DOCUMENT PASSAGE >>
What this means to you: In this instance, the two risk management processes that immediately come to mind are the “timeout” process and the “disclosure” process. In spite of the extensive efforts that have been made to eliminate wrong-side and wrong-site surgery, cases such as this one demonstrate that this adverse event remains a problem. Interestingly, in this case, the jury appears to have brought back a verdict exclusively against the OB/GYN physician that performed the procedure. Certainly a reasonable argument could have been made that the hospital in which the procedure was performed did not have an adequate process in place to prevent wrong-sided surgery and, therefore, is at least partially liable.

In general a timeout seeks to make sure that the procedure about to be performed is for the correct patient, on the correct site and when appropriate, on the correct side. The hospital should have a policy and procedure explaining how a timeout is to be conducted. This policy and procedure will vary from hospital to hospital, but it generally will include the person(s) responsible for leading the timeout, those who participate in the timeout process, how the surgical site is to marked, and who is responsible for marking the surgical site. There are surgical safety guidelines (that include processes for a timeout) put out by numerous organizations including the World Health Organization (WHO). (See the timeout checklist at http://bit.ly/bsGZsP.)

In spite of all of the policies and procedures and guidelines and safeguards that might be put into place, system error and/or human error still can occur. Once an error does occur, the manner in which it is handled is crucial.

RECORDED DATA >>
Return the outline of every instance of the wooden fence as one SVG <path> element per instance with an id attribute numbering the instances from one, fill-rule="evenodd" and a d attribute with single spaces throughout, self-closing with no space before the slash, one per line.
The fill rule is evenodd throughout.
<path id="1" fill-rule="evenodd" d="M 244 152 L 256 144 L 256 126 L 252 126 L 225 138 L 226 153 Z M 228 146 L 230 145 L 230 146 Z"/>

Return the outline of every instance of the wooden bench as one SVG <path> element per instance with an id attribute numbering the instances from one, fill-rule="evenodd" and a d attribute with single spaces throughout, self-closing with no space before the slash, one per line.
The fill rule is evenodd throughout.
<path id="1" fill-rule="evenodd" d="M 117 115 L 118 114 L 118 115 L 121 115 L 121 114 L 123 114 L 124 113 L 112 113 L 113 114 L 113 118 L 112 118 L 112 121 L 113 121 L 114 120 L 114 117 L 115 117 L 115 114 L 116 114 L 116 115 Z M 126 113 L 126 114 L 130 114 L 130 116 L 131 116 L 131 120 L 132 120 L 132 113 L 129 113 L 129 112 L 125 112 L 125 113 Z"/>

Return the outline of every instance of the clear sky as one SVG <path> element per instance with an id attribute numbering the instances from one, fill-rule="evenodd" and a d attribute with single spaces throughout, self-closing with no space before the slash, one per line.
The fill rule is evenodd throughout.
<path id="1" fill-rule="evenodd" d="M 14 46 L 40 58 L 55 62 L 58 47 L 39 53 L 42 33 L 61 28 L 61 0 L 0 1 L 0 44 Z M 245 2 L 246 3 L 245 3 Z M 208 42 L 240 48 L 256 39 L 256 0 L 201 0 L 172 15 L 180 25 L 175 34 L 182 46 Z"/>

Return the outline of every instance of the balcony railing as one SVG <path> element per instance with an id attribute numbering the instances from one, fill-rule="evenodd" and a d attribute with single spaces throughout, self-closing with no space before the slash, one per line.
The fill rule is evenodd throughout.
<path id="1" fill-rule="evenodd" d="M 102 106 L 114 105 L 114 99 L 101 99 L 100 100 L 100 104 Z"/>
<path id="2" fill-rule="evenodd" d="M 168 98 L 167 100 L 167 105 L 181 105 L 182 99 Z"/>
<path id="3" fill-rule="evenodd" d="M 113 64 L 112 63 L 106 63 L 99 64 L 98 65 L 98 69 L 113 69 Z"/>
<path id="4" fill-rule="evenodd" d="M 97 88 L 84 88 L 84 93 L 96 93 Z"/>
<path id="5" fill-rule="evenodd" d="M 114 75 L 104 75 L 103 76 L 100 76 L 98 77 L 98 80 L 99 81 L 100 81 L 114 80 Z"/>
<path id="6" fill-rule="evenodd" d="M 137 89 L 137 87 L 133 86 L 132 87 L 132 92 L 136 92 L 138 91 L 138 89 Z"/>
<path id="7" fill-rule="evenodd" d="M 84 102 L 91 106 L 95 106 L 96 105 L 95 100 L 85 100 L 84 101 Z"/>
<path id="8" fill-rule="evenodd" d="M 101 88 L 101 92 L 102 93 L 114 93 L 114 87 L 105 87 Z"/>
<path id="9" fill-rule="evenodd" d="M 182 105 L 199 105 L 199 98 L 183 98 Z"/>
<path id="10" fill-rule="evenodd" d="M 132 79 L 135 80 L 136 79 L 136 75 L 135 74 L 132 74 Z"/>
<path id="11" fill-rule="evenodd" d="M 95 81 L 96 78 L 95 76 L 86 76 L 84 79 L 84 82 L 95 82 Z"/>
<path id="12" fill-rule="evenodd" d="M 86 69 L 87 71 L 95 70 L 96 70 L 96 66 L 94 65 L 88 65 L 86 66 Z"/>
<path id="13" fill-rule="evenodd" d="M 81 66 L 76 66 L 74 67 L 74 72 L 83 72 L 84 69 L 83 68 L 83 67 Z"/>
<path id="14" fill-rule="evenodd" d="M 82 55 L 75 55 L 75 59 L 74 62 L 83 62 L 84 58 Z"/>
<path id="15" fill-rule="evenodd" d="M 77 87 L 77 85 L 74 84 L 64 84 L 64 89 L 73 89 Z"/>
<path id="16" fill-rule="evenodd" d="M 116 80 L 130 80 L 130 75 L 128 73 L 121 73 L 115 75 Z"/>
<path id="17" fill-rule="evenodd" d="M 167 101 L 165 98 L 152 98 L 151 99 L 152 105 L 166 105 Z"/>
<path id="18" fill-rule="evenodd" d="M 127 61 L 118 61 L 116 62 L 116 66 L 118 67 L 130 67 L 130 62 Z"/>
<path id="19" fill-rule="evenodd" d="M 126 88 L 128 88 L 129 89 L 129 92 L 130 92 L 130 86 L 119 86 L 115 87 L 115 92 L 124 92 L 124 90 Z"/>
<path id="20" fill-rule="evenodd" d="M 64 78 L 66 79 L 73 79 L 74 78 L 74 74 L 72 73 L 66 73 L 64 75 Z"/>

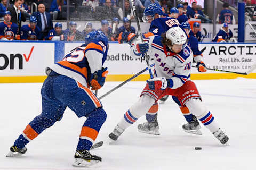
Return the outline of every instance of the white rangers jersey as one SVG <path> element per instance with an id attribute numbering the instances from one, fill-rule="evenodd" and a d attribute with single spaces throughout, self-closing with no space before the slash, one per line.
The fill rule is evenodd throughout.
<path id="1" fill-rule="evenodd" d="M 147 53 L 154 58 L 155 75 L 171 79 L 173 81 L 172 89 L 175 89 L 182 86 L 186 81 L 190 80 L 193 53 L 188 46 L 178 54 L 173 53 L 168 47 L 163 45 L 162 38 L 161 36 L 154 36 L 144 39 L 149 46 Z M 131 46 L 130 54 L 134 58 L 138 57 L 135 54 L 136 44 L 133 42 Z"/>

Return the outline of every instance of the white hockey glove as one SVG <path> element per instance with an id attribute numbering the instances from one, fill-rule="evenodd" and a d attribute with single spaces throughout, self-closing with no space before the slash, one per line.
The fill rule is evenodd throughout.
<path id="1" fill-rule="evenodd" d="M 165 90 L 169 87 L 173 86 L 173 81 L 172 79 L 166 79 L 165 77 L 155 78 L 147 80 L 149 89 L 155 90 Z M 171 85 L 171 86 L 170 86 Z"/>

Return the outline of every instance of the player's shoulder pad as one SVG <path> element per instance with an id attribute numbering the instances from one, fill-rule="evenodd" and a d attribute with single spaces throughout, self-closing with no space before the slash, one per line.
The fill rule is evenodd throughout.
<path id="1" fill-rule="evenodd" d="M 180 62 L 183 63 L 189 57 L 192 53 L 192 50 L 188 46 L 186 46 L 184 49 L 177 54 L 173 55 Z"/>
<path id="2" fill-rule="evenodd" d="M 161 42 L 162 37 L 159 36 L 154 36 L 149 37 L 150 39 L 153 39 L 151 46 L 156 49 L 164 52 L 164 47 Z"/>
<path id="3" fill-rule="evenodd" d="M 94 40 L 89 42 L 87 45 L 84 52 L 85 53 L 86 51 L 89 50 L 94 50 L 101 53 L 103 53 L 103 46 L 104 46 L 105 45 L 102 42 L 99 42 L 99 41 Z"/>

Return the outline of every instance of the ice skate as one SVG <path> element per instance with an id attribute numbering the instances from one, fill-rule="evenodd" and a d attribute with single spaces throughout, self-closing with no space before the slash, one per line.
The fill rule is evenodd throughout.
<path id="1" fill-rule="evenodd" d="M 91 154 L 88 150 L 77 150 L 74 157 L 75 162 L 72 165 L 75 167 L 92 166 L 101 161 L 101 157 Z"/>
<path id="2" fill-rule="evenodd" d="M 118 126 L 118 125 L 117 125 L 113 131 L 108 135 L 109 138 L 114 141 L 116 141 L 118 139 L 118 137 L 123 133 L 124 131 L 124 130 L 120 128 Z"/>
<path id="3" fill-rule="evenodd" d="M 15 146 L 13 145 L 10 148 L 10 151 L 6 155 L 6 157 L 19 157 L 25 154 L 27 151 L 26 147 L 23 148 L 18 148 Z"/>
<path id="4" fill-rule="evenodd" d="M 219 130 L 217 132 L 213 133 L 212 134 L 213 134 L 214 137 L 220 141 L 221 144 L 228 144 L 228 141 L 229 138 L 225 133 L 224 133 L 224 132 L 223 132 L 220 128 L 219 128 Z"/>
<path id="5" fill-rule="evenodd" d="M 193 120 L 191 122 L 188 122 L 187 124 L 183 125 L 182 128 L 186 132 L 197 134 L 202 135 L 201 131 L 200 130 L 200 124 L 196 116 L 193 115 Z"/>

EXERCISE AIM >>
Extract the entire passage about wrong-site surgery and timeouts, word for word. Rely only on the passage about wrong-site surgery and timeouts.

SOLUTION TO THIS TASK >>
What this means to you: In this instance, the two risk management processes that immediately come to mind are the “timeout” process and the “disclosure” process. In spite of the extensive efforts that have been made to eliminate wrong-side and wrong-site surgery, cases such as this one demonstrate that this adverse event remains a problem. Interestingly, in this case, the jury appears to have brought back a verdict exclusively against the OB/GYN physician that performed the procedure. Certainly a reasonable argument could have been made that the hospital in which the procedure was performed did not have an adequate process in place to prevent wrong-sided surgery and, therefore, is at least partially liable.

In general a timeout seeks to make sure that the procedure about to be performed is for the correct patient, on the correct site and when appropriate, on the correct side. The hospital should have a policy and procedure explaining how a timeout is to be conducted. This policy and procedure will vary from hospital to hospital, but it generally will include the person(s) responsible for leading the timeout, those who participate in the timeout process, how the surgical site is to marked, and who is responsible for marking the surgical site. There are surgical safety guidelines (that include processes for a timeout) put out by numerous organizations including the World Health Organization (WHO). (See the timeout checklist at http://bit.ly/bsGZsP.)

In spite of all of the policies and procedures and guidelines and safeguards that might be put into place, system error and/or human error still can occur. Once an error does occur, the manner in which it is handled is crucial.